**Required task**
Extract the full set of records that follows, word for word.

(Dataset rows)
-- Start --

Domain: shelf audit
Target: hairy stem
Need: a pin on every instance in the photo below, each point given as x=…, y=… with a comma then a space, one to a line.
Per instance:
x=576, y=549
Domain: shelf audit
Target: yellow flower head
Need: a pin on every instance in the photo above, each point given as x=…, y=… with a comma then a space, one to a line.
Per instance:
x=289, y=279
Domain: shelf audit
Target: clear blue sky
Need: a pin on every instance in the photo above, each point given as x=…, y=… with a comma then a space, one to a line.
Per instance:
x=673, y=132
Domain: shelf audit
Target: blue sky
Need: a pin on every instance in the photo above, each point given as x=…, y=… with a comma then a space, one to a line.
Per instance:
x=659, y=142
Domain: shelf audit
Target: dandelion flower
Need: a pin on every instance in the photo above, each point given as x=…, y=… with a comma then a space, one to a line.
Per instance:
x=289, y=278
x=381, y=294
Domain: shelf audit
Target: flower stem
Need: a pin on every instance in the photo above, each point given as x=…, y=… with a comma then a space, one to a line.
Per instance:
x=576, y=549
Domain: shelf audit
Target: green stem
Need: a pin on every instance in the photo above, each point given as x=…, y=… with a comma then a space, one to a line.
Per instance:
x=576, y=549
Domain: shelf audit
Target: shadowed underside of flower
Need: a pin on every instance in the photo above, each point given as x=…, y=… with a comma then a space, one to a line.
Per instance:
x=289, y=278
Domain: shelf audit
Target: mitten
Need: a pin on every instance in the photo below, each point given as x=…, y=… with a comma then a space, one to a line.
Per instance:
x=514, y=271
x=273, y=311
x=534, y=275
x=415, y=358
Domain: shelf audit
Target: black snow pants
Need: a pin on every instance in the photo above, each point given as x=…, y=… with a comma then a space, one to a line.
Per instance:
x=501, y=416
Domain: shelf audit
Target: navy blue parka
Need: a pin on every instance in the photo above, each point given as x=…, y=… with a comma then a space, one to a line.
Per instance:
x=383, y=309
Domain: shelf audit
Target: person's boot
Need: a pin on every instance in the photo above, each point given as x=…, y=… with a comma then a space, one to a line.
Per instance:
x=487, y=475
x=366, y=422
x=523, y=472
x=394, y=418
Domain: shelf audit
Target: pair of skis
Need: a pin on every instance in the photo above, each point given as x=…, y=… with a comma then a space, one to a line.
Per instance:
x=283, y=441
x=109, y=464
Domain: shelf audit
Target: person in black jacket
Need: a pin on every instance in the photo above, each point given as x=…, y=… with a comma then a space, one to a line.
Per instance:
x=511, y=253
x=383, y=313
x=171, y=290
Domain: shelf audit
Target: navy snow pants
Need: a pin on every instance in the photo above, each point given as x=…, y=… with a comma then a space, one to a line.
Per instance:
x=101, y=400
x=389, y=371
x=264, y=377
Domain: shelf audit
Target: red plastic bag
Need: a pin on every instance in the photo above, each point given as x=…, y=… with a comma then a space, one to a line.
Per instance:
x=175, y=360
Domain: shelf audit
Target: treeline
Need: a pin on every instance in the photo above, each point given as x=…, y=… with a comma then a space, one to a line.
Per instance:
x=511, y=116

-- End --

**Reply to the task**
Domain: shelf audit
Target: hairy stem
Need: a pin on every instance in the photo below, each point given as x=…, y=… with a comma then a space, one to a line.
Per instance:
x=576, y=549
Domain: shelf audit
Target: yellow flower head
Need: a pin on every instance in the photo above, each point given as x=…, y=… with a comma then a space, one to a line.
Per instance:
x=289, y=279
Domain: shelf audit
Target: clear blue sky
Need: a pin on every instance in the photo above, each point given as x=…, y=… with a comma then a space, one to a line.
Per instance:
x=673, y=132
Domain: shelf audit
Target: blue sky
Need: a pin on every instance in the photo above, each point given as x=…, y=… with a comma then a space, one to a line.
Per instance:
x=659, y=142
Domain: shelf audit
Target: dandelion flower
Need: a pin on every instance in the photo above, each point given as x=…, y=… with a comma then a space, one to a line.
Per instance:
x=289, y=278
x=381, y=294
Domain: shelf audit
Target: flower stem
Need: a pin on every instance in the photo above, each point given as x=…, y=… with a comma then a space, one to a line.
Per instance:
x=576, y=549
Domain: shelf audit
Target: green stem
Need: a pin on every instance in the photo above, each point given as x=…, y=… with a comma then a space, one to a line.
Per instance:
x=576, y=549
Domain: shelf audit
Target: shadowed underside of flower
Need: a pin on every instance in the photo above, each point given as x=…, y=… with a comma then a space, one to a line.
Per instance:
x=289, y=278
Domain: shelf audit
Target: mitten
Need: a pin on every instance in the photo below, each point given as x=…, y=… with a comma then a space, one to a line.
Per instance:
x=514, y=271
x=273, y=311
x=534, y=275
x=415, y=358
Domain: shelf audit
Target: black snow pants
Need: a pin on every instance in the photo above, each point given as x=…, y=… with a comma then a space, one to a line.
Per instance:
x=501, y=416
Domain: shelf audit
Target: navy blue parka
Need: a pin on every instance in the photo above, each point given as x=…, y=… with a comma then a space, one to a line.
Per instance:
x=383, y=309
Domain: shelf audit
Target: person's boot
Need: a pin on every instance in the photo above, each point given as x=…, y=… with a comma then a space, one to a line.
Per instance:
x=487, y=475
x=366, y=422
x=523, y=472
x=394, y=418
Domain: shelf audit
Target: pair of skis
Need: a pin on every instance in the photo above, each point given as x=…, y=… with a comma then a space, one to a line.
Per instance:
x=283, y=441
x=109, y=464
Domain: shelf audit
Target: person in black jacket
Need: a pin on every instance in the photo above, each point given as x=…, y=… with a comma then a space, one to a line.
Per instance:
x=511, y=253
x=383, y=313
x=171, y=290
Domain: shelf audit
Target: navy snow pants
Need: a pin on every instance in the photo above, each point given as x=…, y=… with a comma then a space, one to a line.
Per instance:
x=101, y=400
x=389, y=371
x=264, y=377
Domain: shelf audit
Target: red plastic bag
Need: a pin on every instance in the photo above, each point given as x=…, y=… with a comma then a space, one to a line.
Per instance:
x=175, y=360
Domain: shelf audit
Target: treeline
Need: a pin on every instance in the photo above, each point given as x=…, y=… with a comma then a space, one to a line.
Per instance:
x=511, y=116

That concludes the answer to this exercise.